If you have not set llm_use(TRUE) and supplied a groq API, the module will return paragraphs that potentially contain power analyses, based on a regular expression search.

The Power Analysis Check module uses regular expressions to identify sentences that contain a statistical power analysis. Without the use of an LMM, the module uses regular expressions to classify the power analysis as a-priori, sensitivity or post-hoc. With the use of an LMM, it checks if the power analysis is reported with all required information.

The regular expressions can miss power analyses, or fail to classify them correctly. The type of power analysis is often difficult to classify, which can easily be solved by explicitly specifying the type of power analysis as ‘a-priori’, ‘sensitivity’, or ‘post-hoc’. Note that ‘post-hoc’ or ‘observed’ power is rarely useful. The LMM can fail to identify information in the paper, and will not have access to information in paragraphs in the paper other than those that contain the word ‘power’. This package was validated by the Metacheck team on articles in Psychological Science.

This module was developed by Lisa DeBruine, Daniel Lakens and Cristian Mesquida

Results Modules

Exact P-Values

We found 1 imprecise p value out of 3 detected. Reporting p values imprecisely (e.g., p < .05) reduces transparency, reproducibility, and re-use (e.g., in p value meta-analyses). Best practice is to report exact p-values with three decimal places (e.g., p = .032) unless p values are smaller than 0.001, in which case you can use p < .001.

The APA manual states: Report exact p values (e.g., p = .031) to two or three decimal places. However, report p values less than .001 as p < .001. However, 2 decimals is too imprecise for many use-cases (e.g., a p value meta-analysis), so report p values with three digits.

American Psychological Association (2020). Publication manual of the American Psychological Association, 7 edition. American Psychological Association.

List any p-values reported with insufficient precision (e.g., p < .05 or p = n.s.)

This module uses regular expressions to identify p-values. It will flag any values reported as p > ? or p < numbers greater than .001.

We try to exclude figure and table notes like “* p < .05”, but may not succeed at excluding all false positives.

This module was developed by Lisa DeBruine

Non-Significant P Value Check

We found 2 non-significant p values that should be checked for appropriate interpretation.

Meta-scientific research has shown nonsignificant p values are commonly misinterpreted. It is incorrect to infer that there is ‘no effect’, ‘no difference’, or that groups are ‘the same’ after p > 0.05.

It is possible that there is a true non-zero effect, but that the study did not detect it. Make sure your inference acknowledges that it is possible that there is a non-zero effect. It is correct to include the effect is ‘not significantly’ different, although this just restates that p > 0.05.

-- Point labeling dataset excerpts --
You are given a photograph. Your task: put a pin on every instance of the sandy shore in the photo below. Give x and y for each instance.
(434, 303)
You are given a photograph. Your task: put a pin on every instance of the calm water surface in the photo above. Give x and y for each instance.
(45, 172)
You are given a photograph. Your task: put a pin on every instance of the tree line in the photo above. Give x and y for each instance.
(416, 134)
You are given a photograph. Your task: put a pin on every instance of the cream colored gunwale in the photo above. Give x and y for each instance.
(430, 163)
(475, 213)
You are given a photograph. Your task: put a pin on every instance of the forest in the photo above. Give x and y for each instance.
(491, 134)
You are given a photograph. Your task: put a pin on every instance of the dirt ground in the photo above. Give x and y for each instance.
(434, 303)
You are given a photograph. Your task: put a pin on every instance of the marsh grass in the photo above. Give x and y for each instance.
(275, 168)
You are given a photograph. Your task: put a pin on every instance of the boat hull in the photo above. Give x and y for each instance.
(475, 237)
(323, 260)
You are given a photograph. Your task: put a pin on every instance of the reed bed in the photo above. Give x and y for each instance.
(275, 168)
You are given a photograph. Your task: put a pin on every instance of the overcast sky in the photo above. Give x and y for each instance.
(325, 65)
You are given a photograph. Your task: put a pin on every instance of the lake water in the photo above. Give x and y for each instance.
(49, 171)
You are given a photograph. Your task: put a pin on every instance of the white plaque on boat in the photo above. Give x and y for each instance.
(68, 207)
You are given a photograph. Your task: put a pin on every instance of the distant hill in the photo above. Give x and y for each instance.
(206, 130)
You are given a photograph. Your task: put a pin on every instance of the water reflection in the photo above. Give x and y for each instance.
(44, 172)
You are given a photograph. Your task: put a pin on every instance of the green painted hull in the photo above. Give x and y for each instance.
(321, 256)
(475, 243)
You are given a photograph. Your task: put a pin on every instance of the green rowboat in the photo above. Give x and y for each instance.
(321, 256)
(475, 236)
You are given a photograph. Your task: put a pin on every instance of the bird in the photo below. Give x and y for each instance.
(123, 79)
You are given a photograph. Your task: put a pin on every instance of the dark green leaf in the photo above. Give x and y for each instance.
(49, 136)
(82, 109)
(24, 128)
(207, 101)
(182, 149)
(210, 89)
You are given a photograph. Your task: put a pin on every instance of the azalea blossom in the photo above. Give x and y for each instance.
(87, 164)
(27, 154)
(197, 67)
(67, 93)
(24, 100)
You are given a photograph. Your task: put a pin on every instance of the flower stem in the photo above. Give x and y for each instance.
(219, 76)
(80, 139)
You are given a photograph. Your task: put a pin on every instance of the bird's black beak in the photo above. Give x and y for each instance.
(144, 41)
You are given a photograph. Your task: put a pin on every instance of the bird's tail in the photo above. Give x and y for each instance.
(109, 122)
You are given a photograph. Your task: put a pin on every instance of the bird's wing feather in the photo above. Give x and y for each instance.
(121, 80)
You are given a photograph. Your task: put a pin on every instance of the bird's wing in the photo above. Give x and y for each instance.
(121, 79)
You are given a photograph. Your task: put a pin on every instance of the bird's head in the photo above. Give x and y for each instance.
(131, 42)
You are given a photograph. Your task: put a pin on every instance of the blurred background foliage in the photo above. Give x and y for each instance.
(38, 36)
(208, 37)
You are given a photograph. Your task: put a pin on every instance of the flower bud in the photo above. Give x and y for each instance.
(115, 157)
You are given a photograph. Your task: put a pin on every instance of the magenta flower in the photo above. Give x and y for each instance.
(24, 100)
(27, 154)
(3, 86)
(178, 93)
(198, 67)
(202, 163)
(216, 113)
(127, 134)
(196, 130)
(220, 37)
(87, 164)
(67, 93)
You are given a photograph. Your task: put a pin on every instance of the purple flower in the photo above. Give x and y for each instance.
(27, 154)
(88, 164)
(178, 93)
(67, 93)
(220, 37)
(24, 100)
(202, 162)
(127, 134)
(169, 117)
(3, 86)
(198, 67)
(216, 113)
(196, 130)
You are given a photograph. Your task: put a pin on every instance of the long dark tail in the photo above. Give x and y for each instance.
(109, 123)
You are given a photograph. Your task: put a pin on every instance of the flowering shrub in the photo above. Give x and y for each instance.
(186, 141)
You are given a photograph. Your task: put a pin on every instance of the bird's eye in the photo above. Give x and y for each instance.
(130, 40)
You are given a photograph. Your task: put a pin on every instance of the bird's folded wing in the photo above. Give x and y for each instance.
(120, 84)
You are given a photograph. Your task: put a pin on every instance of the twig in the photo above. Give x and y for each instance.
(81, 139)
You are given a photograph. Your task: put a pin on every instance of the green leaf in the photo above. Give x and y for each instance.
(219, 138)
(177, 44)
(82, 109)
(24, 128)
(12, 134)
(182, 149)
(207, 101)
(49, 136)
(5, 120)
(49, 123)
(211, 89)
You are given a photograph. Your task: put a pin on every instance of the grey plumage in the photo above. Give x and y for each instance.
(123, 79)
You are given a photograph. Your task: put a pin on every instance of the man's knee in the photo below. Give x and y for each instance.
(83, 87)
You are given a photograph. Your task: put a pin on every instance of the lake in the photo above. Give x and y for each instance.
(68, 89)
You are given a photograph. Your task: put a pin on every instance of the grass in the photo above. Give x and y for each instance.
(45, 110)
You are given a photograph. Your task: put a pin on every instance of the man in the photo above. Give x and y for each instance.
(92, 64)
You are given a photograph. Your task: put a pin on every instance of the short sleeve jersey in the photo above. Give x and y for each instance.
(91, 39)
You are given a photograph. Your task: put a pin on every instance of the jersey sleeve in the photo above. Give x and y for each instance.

-- Exercise requirements --
**A.** Rewrite the module descriptions starting at "We try to exclude" and ending at "after p > 0.05.", with "misinterpreted" replaced by "misread".
**B.** Say whether each statement agrees with the module descriptions, answering yes or no and quoting the words that decide it: (i) The p-value module flags values reported as p < numbers greater than .001. (ii) The APA manual says p values below .001 should be reported exactly. (iii) The Non-Significant P Value Check found three non-significant p values.
**C.** Carry the module descriptions forward from their final sentence.

-- Answers to each task --
**A.**
We try to exclude figure and table notes like “* p < .05”, but may not succeed at excluding all false positives.

This module was developed by Lisa DeBruine

Non-Significant P Value Check

We found 2 non-significant p values that should be checked for appropriate interpretation.

Meta-scientific research has shown nonsignificant p values are commonly misread. It is incorrect to infer that there is ‘no effect’, ‘no difference’, or that groups are ‘the same’ after p > 0.05.

**B.**
(i) Yes: "It will flag any values reported as p > ? or p < numbers greater than .001."
(ii) No: "However, report p values less than .001 as p < .001."
(iii) No: "We found 2 non-significant p values that should be checked for appropriate interpretation."

**C.**
Metacheck does not yet analyze automatically whether sentences which include non-significant p-values are correct, but we recommend manually checking the sentences below for possible misinterpreted non-significant p values.

For metascientific articles demonstrating the rate of misinterpretations of non-significant results is high, see:

Aczel B, Palfi B, Szollosi A, Kovacs M, Szaszi B, Szecsi P, Zrubka M, Gronau Q, van den Bergh D, Wagenmakers E (2018). “Quantifying Support for the Null Hypothesis in Psychology: An Empirical Investigation.” Advances in Methods and Practices in Psychological Science, 1(3), 357–366. doi:10.1177/2515245918773742.

Murphy S, Merz R, Reimann L, Fernández A (2025). “Nonsignificance misinterpreted as an effect’s absence in psychology: Prevalence and temporal analyses.” Royal Society Open Science, 12(3), 242167. doi:10.1098/rsos.242167.

For educational material on preventing the misinterpretation of p values, see Improving Your Statistical Inferences.

This module checks for imprecisely reported p values. If p > .05 is detected, it warns for misinterpretations.

The nonsignificant p-value check searches for regular expressions that match a predefined pattern. The module identifies all p-values in a manuscript and selects those that are not reported to be smaller than or equal to 0.05. It returns all sentences containing non-significant p-values.

In the future, the Metacheck team aims to incorporate a machine learning classifier to only return sentences likely to contain misinterpretations. If you want to help to improve the module, reach out to the Metacheck development team.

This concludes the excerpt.